▶ [ACTION ITEM]: Without omitting anything, write out the listing below precisely.

- Opening Delimiter -

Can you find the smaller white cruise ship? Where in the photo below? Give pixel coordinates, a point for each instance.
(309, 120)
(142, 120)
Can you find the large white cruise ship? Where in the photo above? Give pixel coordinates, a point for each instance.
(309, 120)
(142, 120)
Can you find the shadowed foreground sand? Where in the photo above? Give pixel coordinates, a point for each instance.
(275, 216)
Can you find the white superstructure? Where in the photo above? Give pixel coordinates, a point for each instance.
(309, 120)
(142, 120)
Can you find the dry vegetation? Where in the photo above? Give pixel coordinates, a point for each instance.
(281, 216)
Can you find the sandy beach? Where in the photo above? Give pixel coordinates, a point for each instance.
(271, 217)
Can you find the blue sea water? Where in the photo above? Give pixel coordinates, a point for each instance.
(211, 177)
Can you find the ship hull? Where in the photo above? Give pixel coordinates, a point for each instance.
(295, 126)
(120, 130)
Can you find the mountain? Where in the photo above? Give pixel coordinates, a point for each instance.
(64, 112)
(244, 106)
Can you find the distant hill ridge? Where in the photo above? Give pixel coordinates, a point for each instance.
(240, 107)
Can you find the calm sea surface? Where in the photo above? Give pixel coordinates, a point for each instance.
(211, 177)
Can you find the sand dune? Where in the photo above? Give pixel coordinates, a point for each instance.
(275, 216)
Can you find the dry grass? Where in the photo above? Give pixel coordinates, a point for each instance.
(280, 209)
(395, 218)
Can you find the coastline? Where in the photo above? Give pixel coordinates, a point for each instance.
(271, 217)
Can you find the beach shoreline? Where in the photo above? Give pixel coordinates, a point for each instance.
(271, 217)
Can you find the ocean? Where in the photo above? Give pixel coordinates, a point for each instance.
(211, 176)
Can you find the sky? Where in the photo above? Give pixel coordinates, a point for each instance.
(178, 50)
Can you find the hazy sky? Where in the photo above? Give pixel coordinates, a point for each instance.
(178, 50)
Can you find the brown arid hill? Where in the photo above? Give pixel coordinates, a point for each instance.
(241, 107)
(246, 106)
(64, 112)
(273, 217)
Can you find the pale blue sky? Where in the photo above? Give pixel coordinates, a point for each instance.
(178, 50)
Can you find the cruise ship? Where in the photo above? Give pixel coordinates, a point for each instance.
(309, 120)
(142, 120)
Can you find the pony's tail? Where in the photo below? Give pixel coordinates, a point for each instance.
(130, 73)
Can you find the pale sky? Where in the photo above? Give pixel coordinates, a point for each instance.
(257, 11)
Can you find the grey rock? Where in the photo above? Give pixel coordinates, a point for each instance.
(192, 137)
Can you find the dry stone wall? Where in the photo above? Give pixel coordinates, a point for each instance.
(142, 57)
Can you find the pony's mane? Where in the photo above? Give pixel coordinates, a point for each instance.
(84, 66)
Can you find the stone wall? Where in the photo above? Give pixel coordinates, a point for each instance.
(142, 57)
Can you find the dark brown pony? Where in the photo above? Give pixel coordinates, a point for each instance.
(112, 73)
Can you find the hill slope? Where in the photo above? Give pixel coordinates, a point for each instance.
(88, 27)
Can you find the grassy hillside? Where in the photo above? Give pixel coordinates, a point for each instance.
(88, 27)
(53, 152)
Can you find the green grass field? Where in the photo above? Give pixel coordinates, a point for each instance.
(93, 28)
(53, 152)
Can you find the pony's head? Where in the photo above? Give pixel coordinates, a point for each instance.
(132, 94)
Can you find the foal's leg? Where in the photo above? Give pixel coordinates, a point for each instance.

- Closing Delimiter -

▶ [SOLUTION TO THE PROBLEM]:
Can you find the smaller white cruise ship? Where in the photo below? Give pixel coordinates, a point for each instance.
(309, 120)
(142, 120)
Can you find the large white cruise ship? Where in the photo above? Give pixel coordinates, a point for each instance.
(309, 120)
(142, 120)
Can you find the shadowed foreground sand? Where in the photo above? Give pixel coordinates, a point for each instance.
(275, 216)
Can you find the white superstructure? Where in the photo above? Give pixel coordinates, a point for each instance.
(309, 120)
(142, 120)
Can you find the dry vegetation? Where in the photo above? Give pixel coordinates, a point for each instance.
(281, 216)
Can you find the sandy beach? Where in the photo above? Give pixel coordinates, a point for each instance.
(271, 217)
Can you find the blue sea water? Where in the photo above? Give pixel coordinates, a point for each instance.
(211, 177)
Can you find the ship hull? Where in the photo above? Give pixel coordinates, a point for each instance.
(295, 126)
(120, 130)
Can you find the mountain? Where in the photo above? Give pixel coordinates, a point for each instance.
(64, 112)
(244, 106)
Can you find the distant hill ridge? Where in the photo above? Give pixel coordinates, a point for each instance.
(240, 107)
Can you find the calm sea surface? Where in the photo above? Give pixel coordinates, a point for each instance.
(211, 177)
Can you find the sand dune? Where in the photo above? Give pixel coordinates, a point for each instance.
(275, 216)
Can you find the dry grass? Where in the photo above? Give pixel coordinates, a point for each instance.
(280, 209)
(395, 218)
Can you find the coastline? Where in the photo above? Give pixel coordinates, a point for each instance.
(271, 217)
Can you find the beach shoreline? Where in the photo above? Give pixel coordinates, a point for each instance.
(271, 217)
Can you find the ocean? Where in the photo above? Give pixel coordinates, a point for each instance.
(211, 176)
Can you find the sky? Where in the photo above? Give pixel coordinates, a point for each instance.
(178, 50)
Can you find the hazy sky? Where in the photo above? Give pixel coordinates, a point for each instance.
(178, 50)
Can you find the brown arid hill? Where in the photo above? Give pixel coordinates, a point for each instance.
(241, 107)
(246, 106)
(64, 112)
(273, 217)
Can you find the pale blue sky? Where in the photo above? Give pixel coordinates, a point for each instance.
(178, 50)
Can you find the cruise ship? Where in the photo above? Give pixel coordinates, a point for each instance.
(309, 120)
(142, 120)
Can you find the pony's tail? Where in the photo below? Give pixel coordinates, a point for each instance.
(130, 73)
Can you find the pale sky? Where in the photo above? Give pixel coordinates, a point for each instance.
(257, 11)
Can you find the grey rock? Where in the photo above? Give pixel coordinates, a point for each instance.
(192, 137)
Can you find the dry stone wall? Where in the photo above? Give pixel coordinates, a point for each instance.
(142, 57)
Can you find the pony's mane? Where in the photo above? Give pixel coordinates, a point for each instance.
(84, 66)
Can you find the stone wall? Where in the photo above? Give pixel coordinates, a point for each instance.
(142, 57)
Can you find the dark brown pony? Where in the photo above? Give pixel coordinates, a point for each instance.
(112, 73)
Can you find the hill slope? Where in the photo above? Give pixel coordinates, a point for each instance.
(88, 27)
Can you find the grassy hillside? Where in the photo above? Give pixel coordinates, a point for each instance.
(88, 27)
(53, 152)
Can you find the green grass field? Where in the photo above? Give pixel coordinates, a point for each instance.
(93, 28)
(53, 152)
Can you find the pony's head? Where in the photo above? Give pixel coordinates, a point for each instance.
(132, 94)
Can you find the foal's leg? Where in the photo above? Give pixel coordinates, a point for each instance.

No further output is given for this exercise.